* _What you will do_: Write out the whole of the material exactly.

Records excerpted from a collection:
________________________________________
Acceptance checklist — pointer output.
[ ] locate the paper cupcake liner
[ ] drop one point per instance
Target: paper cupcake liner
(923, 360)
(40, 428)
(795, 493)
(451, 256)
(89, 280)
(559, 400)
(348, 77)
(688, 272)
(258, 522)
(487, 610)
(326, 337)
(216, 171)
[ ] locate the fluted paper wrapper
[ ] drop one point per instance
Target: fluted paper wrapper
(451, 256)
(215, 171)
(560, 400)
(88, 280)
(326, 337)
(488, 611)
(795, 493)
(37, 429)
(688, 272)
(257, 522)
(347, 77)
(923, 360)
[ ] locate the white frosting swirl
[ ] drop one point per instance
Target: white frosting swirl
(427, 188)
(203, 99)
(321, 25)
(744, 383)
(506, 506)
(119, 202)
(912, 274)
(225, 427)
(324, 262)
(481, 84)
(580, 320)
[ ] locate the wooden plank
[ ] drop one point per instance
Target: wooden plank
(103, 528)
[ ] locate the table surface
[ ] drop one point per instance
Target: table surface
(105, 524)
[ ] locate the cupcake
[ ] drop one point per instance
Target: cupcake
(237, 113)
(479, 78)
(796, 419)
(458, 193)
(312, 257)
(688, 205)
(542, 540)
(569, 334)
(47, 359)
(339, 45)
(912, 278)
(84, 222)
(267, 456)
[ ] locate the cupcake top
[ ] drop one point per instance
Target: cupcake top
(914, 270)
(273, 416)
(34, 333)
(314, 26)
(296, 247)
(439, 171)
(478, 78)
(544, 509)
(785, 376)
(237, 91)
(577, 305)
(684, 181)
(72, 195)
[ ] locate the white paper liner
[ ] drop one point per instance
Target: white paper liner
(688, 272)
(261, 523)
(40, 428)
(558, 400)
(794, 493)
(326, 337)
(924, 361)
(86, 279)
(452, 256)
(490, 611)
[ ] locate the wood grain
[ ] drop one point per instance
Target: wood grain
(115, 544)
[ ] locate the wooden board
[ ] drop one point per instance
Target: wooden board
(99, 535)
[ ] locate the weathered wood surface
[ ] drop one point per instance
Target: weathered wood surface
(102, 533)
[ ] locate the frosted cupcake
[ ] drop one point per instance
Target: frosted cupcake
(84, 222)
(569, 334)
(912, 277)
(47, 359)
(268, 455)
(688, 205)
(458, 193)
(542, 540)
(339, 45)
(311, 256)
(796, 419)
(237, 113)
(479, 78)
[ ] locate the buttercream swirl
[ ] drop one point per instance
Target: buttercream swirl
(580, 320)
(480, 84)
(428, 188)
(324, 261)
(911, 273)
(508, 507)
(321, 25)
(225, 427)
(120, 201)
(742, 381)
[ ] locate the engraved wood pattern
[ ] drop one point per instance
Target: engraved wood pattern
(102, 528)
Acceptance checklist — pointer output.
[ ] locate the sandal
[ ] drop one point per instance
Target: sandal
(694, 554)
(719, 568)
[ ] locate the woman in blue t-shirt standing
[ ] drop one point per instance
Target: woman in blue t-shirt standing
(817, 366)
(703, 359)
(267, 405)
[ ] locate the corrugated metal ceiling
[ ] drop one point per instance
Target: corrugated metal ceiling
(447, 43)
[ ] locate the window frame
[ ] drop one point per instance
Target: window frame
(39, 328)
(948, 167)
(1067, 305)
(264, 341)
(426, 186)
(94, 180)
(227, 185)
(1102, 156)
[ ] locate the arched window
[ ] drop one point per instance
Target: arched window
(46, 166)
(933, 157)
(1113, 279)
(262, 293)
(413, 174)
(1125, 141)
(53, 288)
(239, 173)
________________________________________
* _Response to the task_:
Acceptance checklist — pointer output.
[ ] locate the paper cupcake liner
[ ] drop one point per instance
Target: paper cupcake liner
(923, 360)
(40, 428)
(795, 493)
(451, 256)
(89, 280)
(559, 400)
(348, 77)
(688, 272)
(258, 522)
(487, 610)
(326, 337)
(216, 171)
[ ] locate the fluted paper wrapper
[ ] drop one point per instance
Target: fluted paper wrapper
(451, 256)
(215, 171)
(560, 400)
(88, 280)
(326, 337)
(488, 611)
(795, 493)
(37, 429)
(688, 272)
(257, 522)
(347, 77)
(923, 360)
[ ] locate the white frosting swirl
[ ] drop one point per instance
Target: white frosting swirl
(427, 188)
(203, 99)
(321, 25)
(744, 383)
(506, 506)
(119, 202)
(912, 274)
(225, 427)
(324, 262)
(481, 84)
(580, 320)
[ ] locate the wooden plank
[ ] drop one point per instance
Target: wooden plank
(103, 528)
[ ] locate the table surface
[ ] drop one point per instance
Target: table surface
(105, 524)
[ ] locate the cupcake
[ ] drop one point per instance
Target: cupcake
(237, 113)
(479, 78)
(796, 419)
(458, 193)
(312, 257)
(688, 205)
(542, 540)
(569, 334)
(47, 359)
(339, 45)
(912, 278)
(84, 222)
(267, 456)
[ ] locate the cupcake top
[ ] drop one point per instance
Target: cupcake top
(914, 270)
(273, 416)
(34, 333)
(314, 26)
(296, 247)
(439, 171)
(478, 78)
(544, 509)
(785, 376)
(237, 91)
(577, 305)
(684, 181)
(72, 195)
[ ] locate the white paper liner
[ ] drop one point per instance
Target: white paper liner
(688, 272)
(261, 523)
(40, 428)
(558, 400)
(794, 493)
(326, 337)
(924, 361)
(86, 279)
(452, 256)
(490, 611)
[ ] locate the wood grain
[ ] drop one point per instance
Target: wood grain
(115, 544)
[ ] locate the wooden board
[ ] drop one point per instance
Target: wooden board
(99, 535)
[ ] locate the weathered wood surface
[ ] drop one point per instance
Target: weathered wood surface
(102, 533)
[ ] locate the frosted cupcake
[ ] drop one point per instance
Target: frosted cupcake
(84, 222)
(569, 334)
(912, 277)
(47, 359)
(268, 455)
(688, 205)
(458, 193)
(542, 540)
(339, 45)
(311, 256)
(796, 419)
(237, 113)
(479, 78)
[ ] locate the buttercream swirl
[ ] drop one point per instance
Target: buttercream swirl
(580, 320)
(480, 84)
(428, 188)
(324, 261)
(911, 273)
(508, 507)
(321, 25)
(225, 427)
(120, 201)
(742, 381)
[ ] locate the engraved wood pattern
[ ] drop one point per instance
Target: engraved wood pattern
(102, 528)
Acceptance checklist — pointer output.
[ ] locate the sandal
[ ] drop one point per instance
Target: sandal
(694, 554)
(719, 568)
[ ] locate the woman in blue t-shirt standing
[ ] drop one point per instance
Target: woman in blue t-shirt standing
(817, 366)
(703, 359)
(267, 405)
[ ] locate the corrugated metal ceiling
[ ] drop one point per instance
Target: corrugated metal ceiling
(447, 43)
[ ] locate the window frame
[ ] drop one point per instance
Target: window frame
(39, 328)
(948, 167)
(1067, 305)
(264, 341)
(426, 186)
(94, 180)
(227, 185)
(1102, 156)
[ ] locate the arched window
[ ] drop one point per instance
Target: arched window
(46, 166)
(933, 157)
(1113, 279)
(262, 293)
(413, 174)
(1125, 141)
(53, 288)
(239, 173)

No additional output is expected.